**Task input**

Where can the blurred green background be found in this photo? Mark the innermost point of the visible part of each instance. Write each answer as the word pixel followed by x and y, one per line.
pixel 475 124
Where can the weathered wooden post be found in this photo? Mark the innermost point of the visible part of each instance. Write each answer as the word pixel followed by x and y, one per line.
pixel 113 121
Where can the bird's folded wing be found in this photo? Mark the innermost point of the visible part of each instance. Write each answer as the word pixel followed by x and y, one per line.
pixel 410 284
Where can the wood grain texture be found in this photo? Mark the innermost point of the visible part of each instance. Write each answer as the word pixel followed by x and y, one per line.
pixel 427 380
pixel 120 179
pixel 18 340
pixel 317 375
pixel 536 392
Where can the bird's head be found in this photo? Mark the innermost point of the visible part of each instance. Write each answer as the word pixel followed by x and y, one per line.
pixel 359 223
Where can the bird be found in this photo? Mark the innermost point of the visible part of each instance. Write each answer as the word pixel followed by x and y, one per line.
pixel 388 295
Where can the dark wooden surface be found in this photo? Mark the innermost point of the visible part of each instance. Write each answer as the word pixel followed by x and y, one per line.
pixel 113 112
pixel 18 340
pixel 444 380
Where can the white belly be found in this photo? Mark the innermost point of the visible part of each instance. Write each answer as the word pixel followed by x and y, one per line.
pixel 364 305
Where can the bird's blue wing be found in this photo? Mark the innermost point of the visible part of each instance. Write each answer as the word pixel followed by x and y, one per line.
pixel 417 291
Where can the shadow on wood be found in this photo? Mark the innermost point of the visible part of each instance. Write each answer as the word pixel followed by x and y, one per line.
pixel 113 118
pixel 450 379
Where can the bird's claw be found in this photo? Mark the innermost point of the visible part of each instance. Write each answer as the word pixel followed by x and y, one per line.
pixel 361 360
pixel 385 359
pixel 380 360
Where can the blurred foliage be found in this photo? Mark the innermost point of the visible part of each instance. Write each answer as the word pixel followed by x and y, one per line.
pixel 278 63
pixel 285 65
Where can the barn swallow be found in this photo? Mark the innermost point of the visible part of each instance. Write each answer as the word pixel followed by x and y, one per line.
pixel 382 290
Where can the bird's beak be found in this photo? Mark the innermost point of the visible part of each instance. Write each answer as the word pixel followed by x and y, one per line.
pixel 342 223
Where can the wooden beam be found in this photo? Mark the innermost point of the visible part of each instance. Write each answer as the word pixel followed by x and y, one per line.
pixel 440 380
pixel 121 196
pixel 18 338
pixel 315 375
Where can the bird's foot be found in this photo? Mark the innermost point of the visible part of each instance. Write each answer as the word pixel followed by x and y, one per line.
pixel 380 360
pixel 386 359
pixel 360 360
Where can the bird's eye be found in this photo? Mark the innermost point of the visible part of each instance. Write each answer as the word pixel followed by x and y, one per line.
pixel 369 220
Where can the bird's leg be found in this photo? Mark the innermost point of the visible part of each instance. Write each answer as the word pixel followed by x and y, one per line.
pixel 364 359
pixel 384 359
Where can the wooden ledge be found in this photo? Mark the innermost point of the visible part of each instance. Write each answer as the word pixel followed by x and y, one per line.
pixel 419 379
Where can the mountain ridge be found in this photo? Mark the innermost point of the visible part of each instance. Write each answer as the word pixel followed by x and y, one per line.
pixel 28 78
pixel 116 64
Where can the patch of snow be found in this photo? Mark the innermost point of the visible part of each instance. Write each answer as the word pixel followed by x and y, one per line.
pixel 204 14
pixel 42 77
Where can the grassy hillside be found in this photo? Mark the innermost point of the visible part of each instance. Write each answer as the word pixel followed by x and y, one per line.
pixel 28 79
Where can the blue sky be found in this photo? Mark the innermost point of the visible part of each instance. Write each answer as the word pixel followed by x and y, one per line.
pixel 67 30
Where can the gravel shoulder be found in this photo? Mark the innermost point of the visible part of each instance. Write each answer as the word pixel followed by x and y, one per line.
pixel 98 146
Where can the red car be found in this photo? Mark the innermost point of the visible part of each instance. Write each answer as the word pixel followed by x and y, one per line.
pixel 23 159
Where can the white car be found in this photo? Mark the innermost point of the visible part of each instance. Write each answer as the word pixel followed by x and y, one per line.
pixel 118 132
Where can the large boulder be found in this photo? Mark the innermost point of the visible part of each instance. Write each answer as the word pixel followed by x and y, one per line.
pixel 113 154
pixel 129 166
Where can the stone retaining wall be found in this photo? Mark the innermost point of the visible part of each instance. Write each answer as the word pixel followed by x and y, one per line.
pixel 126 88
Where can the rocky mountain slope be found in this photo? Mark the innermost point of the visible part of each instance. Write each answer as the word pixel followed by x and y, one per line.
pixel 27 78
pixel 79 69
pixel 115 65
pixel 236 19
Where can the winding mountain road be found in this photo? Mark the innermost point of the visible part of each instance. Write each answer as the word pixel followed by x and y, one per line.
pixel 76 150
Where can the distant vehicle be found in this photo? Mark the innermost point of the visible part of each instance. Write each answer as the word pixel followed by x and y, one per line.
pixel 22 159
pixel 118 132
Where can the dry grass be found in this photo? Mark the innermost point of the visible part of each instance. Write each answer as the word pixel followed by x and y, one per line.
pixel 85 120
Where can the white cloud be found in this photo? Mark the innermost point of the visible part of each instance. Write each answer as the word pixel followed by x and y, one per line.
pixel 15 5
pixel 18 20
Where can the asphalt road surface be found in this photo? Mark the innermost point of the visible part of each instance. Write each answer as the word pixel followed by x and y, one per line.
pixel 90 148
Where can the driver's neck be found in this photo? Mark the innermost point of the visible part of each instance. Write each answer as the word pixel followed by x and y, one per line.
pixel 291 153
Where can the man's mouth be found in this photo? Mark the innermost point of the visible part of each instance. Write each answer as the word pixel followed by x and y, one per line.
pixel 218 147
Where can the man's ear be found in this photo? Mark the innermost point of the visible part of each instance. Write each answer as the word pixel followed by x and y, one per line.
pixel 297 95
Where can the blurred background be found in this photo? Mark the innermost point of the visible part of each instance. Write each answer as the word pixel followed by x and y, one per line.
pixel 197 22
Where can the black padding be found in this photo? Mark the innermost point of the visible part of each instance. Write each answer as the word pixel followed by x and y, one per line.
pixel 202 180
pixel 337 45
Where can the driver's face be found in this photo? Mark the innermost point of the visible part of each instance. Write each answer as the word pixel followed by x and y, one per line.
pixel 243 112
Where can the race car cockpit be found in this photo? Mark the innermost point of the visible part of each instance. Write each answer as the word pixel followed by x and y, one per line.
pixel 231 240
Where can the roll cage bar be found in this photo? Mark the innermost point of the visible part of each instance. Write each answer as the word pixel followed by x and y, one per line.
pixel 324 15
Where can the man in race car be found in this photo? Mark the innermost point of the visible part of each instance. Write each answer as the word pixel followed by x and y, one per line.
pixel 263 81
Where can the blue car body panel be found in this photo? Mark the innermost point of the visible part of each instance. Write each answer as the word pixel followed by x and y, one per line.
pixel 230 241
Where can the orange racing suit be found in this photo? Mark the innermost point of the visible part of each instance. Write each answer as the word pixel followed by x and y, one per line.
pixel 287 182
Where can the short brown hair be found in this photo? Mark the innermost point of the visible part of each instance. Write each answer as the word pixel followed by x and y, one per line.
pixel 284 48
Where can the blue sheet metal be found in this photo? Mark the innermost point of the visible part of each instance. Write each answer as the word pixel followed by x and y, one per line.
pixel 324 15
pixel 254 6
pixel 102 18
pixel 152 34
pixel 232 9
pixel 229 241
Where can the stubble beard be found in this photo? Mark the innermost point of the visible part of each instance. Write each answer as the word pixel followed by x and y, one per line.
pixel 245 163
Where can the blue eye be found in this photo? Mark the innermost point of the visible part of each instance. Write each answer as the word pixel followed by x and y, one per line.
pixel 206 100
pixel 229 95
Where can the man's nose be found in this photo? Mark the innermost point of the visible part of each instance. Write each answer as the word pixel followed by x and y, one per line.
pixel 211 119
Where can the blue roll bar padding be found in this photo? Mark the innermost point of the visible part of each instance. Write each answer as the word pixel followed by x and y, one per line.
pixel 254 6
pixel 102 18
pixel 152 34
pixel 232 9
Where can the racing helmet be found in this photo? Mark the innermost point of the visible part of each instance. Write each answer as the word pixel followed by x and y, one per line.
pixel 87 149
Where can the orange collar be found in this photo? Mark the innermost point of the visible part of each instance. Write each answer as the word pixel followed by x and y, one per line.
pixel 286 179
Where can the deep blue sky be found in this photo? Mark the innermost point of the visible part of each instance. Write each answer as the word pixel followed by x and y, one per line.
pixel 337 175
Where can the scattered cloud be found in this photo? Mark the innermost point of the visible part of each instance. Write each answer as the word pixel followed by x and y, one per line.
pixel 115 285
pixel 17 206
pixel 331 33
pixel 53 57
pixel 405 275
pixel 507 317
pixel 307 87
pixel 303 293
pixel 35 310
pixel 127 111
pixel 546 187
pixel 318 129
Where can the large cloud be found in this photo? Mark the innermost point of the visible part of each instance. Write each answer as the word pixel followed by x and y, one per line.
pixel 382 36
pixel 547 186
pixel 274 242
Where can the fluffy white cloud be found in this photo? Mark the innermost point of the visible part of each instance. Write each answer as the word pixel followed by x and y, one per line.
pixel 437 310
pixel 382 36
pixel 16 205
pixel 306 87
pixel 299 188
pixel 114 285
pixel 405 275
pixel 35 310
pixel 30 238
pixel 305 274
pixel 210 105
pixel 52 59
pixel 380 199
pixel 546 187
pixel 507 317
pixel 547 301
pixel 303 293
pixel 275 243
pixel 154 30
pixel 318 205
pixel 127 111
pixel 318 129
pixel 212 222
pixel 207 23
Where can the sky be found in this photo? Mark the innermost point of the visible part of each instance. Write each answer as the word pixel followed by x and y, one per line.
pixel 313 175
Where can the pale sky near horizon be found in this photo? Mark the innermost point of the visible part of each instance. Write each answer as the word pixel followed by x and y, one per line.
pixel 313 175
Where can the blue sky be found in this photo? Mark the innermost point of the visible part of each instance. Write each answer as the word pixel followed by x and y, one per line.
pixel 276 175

**What the exercise asks**
Switch "white car" to "silver car" in the items above, from the line holding "Where can the gravel" through the line holding "pixel 129 166", inclusive. Return only those lines with nothing else changed.

**Solution for this exercise**
Where can the gravel shoulder be found in this photo? Mark the innermost point of the visible part of each instance. Write each answer as the word pixel followed by x and y, one per line.
pixel 98 146
Where can the red car be found in this photo? Mark the innermost point of the visible part of each instance. Write each answer as the word pixel followed by x and y, one per line.
pixel 23 159
Where can the silver car be found in this photo? Mark the innermost point of the visible part of each instance. Write each answer as the word pixel followed by x and y, one per line.
pixel 118 132
Where can the large boulder be found in this photo? Mark the innermost point of the visible part of each instance. Write each answer as the word pixel followed by x and y, one per line.
pixel 113 154
pixel 129 166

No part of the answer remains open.